— begin —

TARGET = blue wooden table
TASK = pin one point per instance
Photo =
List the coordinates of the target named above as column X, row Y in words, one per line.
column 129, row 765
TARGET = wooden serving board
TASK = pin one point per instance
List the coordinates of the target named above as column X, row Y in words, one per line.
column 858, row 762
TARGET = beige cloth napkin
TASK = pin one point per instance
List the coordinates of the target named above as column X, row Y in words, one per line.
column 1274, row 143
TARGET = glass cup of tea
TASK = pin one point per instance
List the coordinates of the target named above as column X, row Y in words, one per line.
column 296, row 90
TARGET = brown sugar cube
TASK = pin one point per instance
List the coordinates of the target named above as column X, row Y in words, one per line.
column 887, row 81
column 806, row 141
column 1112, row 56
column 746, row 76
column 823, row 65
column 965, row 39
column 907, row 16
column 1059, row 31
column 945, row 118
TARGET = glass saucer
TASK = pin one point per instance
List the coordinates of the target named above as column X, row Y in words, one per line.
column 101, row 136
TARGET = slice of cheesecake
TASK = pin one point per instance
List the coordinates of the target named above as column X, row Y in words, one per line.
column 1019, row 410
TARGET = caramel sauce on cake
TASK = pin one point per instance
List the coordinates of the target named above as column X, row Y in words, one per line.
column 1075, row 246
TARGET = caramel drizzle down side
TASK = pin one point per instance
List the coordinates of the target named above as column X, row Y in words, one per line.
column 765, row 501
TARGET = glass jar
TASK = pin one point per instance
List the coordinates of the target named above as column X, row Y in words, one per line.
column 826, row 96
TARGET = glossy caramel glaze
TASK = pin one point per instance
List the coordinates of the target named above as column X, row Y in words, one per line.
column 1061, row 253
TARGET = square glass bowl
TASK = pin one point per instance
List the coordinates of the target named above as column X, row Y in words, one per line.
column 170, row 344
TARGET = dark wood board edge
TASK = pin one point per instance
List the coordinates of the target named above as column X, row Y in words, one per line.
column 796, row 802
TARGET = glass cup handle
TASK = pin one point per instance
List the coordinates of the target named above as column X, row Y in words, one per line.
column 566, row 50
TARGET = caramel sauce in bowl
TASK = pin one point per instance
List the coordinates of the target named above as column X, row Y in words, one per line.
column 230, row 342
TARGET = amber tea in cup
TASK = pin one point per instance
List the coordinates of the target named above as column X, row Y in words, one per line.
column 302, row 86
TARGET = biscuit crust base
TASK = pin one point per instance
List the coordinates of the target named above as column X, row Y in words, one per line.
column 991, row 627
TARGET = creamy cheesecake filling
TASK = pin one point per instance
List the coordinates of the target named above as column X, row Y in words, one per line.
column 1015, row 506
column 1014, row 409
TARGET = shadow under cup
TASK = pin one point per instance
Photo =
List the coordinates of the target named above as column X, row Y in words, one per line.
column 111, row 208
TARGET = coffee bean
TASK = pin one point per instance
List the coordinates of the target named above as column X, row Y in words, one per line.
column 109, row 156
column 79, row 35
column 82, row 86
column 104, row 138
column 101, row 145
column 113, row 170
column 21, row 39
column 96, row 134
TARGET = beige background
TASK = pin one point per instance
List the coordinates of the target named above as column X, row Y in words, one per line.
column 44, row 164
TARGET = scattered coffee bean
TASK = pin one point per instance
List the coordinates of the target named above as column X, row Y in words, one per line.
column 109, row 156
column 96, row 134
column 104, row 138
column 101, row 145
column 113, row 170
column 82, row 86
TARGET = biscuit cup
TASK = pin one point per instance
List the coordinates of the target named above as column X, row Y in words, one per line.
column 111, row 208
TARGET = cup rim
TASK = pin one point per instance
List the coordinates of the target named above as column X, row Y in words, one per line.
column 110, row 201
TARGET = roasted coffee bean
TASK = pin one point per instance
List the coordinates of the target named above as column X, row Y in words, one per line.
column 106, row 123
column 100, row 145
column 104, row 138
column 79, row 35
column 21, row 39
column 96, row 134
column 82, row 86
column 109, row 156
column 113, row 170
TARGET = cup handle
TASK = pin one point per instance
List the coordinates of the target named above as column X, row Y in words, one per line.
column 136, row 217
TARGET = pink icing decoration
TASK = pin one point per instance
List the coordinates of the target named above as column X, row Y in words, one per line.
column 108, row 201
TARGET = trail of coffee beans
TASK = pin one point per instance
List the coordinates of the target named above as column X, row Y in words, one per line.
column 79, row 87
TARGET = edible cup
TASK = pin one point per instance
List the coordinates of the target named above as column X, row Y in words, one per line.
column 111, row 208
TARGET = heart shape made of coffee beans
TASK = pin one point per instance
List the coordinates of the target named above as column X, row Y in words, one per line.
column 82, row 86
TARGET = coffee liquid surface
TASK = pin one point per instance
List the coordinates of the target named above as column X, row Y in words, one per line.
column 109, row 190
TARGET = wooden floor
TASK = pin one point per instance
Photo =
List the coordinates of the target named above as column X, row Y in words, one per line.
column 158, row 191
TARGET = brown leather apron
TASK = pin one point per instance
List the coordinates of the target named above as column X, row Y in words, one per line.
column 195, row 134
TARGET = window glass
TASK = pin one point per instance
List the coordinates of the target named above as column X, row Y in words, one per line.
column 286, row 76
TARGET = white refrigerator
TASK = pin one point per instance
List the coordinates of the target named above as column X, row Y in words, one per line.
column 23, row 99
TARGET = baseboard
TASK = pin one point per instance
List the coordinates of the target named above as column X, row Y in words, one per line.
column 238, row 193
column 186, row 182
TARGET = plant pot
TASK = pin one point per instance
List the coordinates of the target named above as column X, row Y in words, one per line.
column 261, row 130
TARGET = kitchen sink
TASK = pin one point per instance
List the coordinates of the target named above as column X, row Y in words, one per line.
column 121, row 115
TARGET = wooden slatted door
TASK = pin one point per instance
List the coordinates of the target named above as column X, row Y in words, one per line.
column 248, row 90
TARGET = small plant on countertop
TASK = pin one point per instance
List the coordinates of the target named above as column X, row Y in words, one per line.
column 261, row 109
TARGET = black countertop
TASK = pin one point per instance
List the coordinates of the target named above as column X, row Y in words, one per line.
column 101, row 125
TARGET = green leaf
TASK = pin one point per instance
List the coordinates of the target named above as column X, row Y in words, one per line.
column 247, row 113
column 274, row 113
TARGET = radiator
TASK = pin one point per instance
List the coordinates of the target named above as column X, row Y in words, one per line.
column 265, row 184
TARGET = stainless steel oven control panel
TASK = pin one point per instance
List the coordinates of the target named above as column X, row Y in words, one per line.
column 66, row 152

— end —

Required work —
Rewrite all of the rows above, switching "pin one point per instance" to "place one point on each instance" wherever it occurs and keeping everything else the same.

Solution to the problem —
TARGET = blue wooden table
TASK = place one point on each instance
Photo =
List the coordinates of the target named above as column X, row Y in words, one per line.
column 129, row 765
TARGET = wooden serving board
TASK = place one point on each instance
List the coordinates of the target named above as column X, row Y in words, one per line.
column 858, row 762
TARGET = beige cloth napkin
TASK = place one point on each instance
List the coordinates of the target named above as column X, row Y in words, one per line.
column 1274, row 143
TARGET = glass cup of tea
TASK = place one point on each instance
List the coordinates of the target named above as column X, row Y in words, one per line.
column 296, row 90
TARGET = brown sugar cube
TASK = place one point on each instance
List the coordinates of the target named above as column X, row Y in words, one per line.
column 887, row 81
column 806, row 141
column 1112, row 56
column 746, row 76
column 823, row 65
column 965, row 39
column 907, row 16
column 1059, row 31
column 945, row 118
TARGET = glass saucer
TASK = place one point on each instance
List the coordinates of the target named above as column X, row Y in words, one per line.
column 101, row 136
TARGET = slice of cheesecake
TASK = place one point on each instance
List the coordinates of the target named above as column X, row Y in words, one per line.
column 1019, row 410
TARGET = caramel sauce on cake
TASK = place one point on each instance
List the coordinates of the target named above as column X, row Y in words, one per line.
column 1075, row 246
TARGET = caramel drizzle down side
TASK = place one point on each instance
List the coordinates of the target named above as column X, row Y in words, one per line.
column 765, row 501
TARGET = glass jar
TASK = place one point on each instance
List the coordinates of the target named above as column X, row Y in words, one per line.
column 826, row 96
TARGET = glossy caramel glaze
TASK = place one point on each instance
List the coordinates of the target named above as column X, row Y in words, one per line.
column 1061, row 253
TARGET = square glass bowl
TASK = place one point on each instance
List the coordinates of the target named above as column X, row Y in words, one per line.
column 170, row 344
TARGET = dark wood board edge
TASK = place one point on each instance
List the coordinates of the target named above as column X, row Y in words, one per line.
column 796, row 802
TARGET = glass cup handle
TASK = place one point on each instance
List the coordinates of the target named above as column X, row Y in words, one per line.
column 566, row 50
TARGET = caramel sauce in bowl
TASK = place one point on each instance
List the coordinates of the target named above as column X, row Y in words, one per line.
column 230, row 342
TARGET = amber tea in cup
TASK = place one point on each instance
List the coordinates of the target named above as column X, row Y in words, one per line.
column 302, row 86
TARGET = biscuit crust base
TASK = place one point on each instance
List the coordinates of the target named above as column X, row Y in words, one per line.
column 991, row 627
TARGET = creamy cheesecake filling
TASK = place one point on each instance
List the coordinates of the target named above as column X, row Y in words, one per line.
column 1015, row 506
column 1014, row 409
TARGET = shadow under cup
TASK = place one point on each instance
Photo =
List the coordinates of the target named above as column X, row Y in words, one per line.
column 111, row 208
TARGET = coffee bean
TASK = place one point on each instance
List the coordinates of the target named above as column X, row Y in words, one per line.
column 109, row 156
column 79, row 35
column 82, row 86
column 104, row 138
column 101, row 145
column 113, row 170
column 21, row 39
column 96, row 134
TARGET = beige background
TASK = place one point on each instance
List the coordinates of the target named above as column X, row Y in words, one per line.
column 44, row 164
TARGET = scattered coffee bean
TASK = place one point on each instance
List the coordinates of the target named above as column X, row Y in words, one per line.
column 109, row 156
column 96, row 134
column 104, row 138
column 101, row 145
column 113, row 170
column 82, row 86
TARGET = biscuit cup
TASK = place one point on each instance
List the coordinates of the target named above as column X, row Y in words, one per line.
column 111, row 208
TARGET = cup rim
TASK = place one point on each instance
List the coordinates of the target named above as column X, row Y in words, one per line.
column 110, row 201
TARGET = roasted coffee bean
TASK = place one point on each instance
List the coordinates of the target named above as column X, row Y in words, one per line.
column 106, row 123
column 100, row 145
column 104, row 138
column 79, row 35
column 21, row 39
column 96, row 134
column 82, row 86
column 109, row 156
column 113, row 170
TARGET = cup handle
TASK = place one point on each instance
List the coordinates of the target named above as column X, row Y in words, one per line.
column 136, row 217
TARGET = pink icing decoration
TASK = place one point on each instance
List the coordinates of the target named above as column X, row Y in words, one per line.
column 108, row 201
TARGET = trail of coffee beans
TASK = place one point on each instance
List the coordinates of the target named above as column X, row Y in words, one per line.
column 79, row 87
TARGET = edible cup
TASK = place one point on each instance
List the coordinates of the target named above as column X, row Y in words, one per line.
column 111, row 208
TARGET = heart shape made of coffee beans
TASK = place one point on each instance
List the coordinates of the target named above as column X, row Y in words, one per line.
column 82, row 86
TARGET = coffee liquid surface
TASK = place one point on each instance
List the coordinates of the target named above as column X, row Y in words, one per line.
column 109, row 190
TARGET = wooden floor
TASK = place one point on each instance
Photo =
List the coordinates of the target named above as column X, row Y in words, one per line.
column 158, row 191
TARGET = brown leather apron
TASK = place one point on each instance
List the coordinates of the target named above as column X, row Y in words, one per line.
column 195, row 134
TARGET = window glass
TASK = place one point on each instance
List the coordinates of the target named above as column X, row Y in words, one per line.
column 286, row 76
TARGET = white refrigerator
TASK = place one point on each instance
List the coordinates of the target named above as column X, row Y in words, one per line.
column 23, row 99
TARGET = baseboard
TASK = place one point on each instance
List the coordinates of the target named above as column X, row Y in words, one per line.
column 238, row 193
column 186, row 182
TARGET = plant pot
TASK = place one point on each instance
List the coordinates of the target named above as column X, row Y in words, one per line.
column 261, row 130
TARGET = kitchen sink
TASK = place one point on each instance
List the coordinates of the target named above as column X, row Y in words, one per line.
column 121, row 115
TARGET = wooden slatted door
TASK = place one point on each instance
List the coordinates of the target named above as column X, row Y in words, one per line.
column 248, row 90
TARGET = small plant on countertop
TASK = place one point on each instance
List the coordinates of the target named above as column X, row Y in words, one per line.
column 261, row 109
TARGET = black countertop
TASK = place one point on each instance
List the coordinates of the target named above as column X, row Y in words, one per line.
column 101, row 125
TARGET = green leaf
TASK = place one point on each instance
List the coordinates of the target named above as column X, row Y in words, one per line.
column 247, row 113
column 274, row 113
TARGET = radiator
TASK = place one point on each instance
List the coordinates of the target named above as column X, row Y in words, one per line.
column 265, row 184
TARGET = stainless steel oven control panel
TASK = place one point on each instance
List the coordinates of the target named above as column X, row Y in words, one per line.
column 66, row 152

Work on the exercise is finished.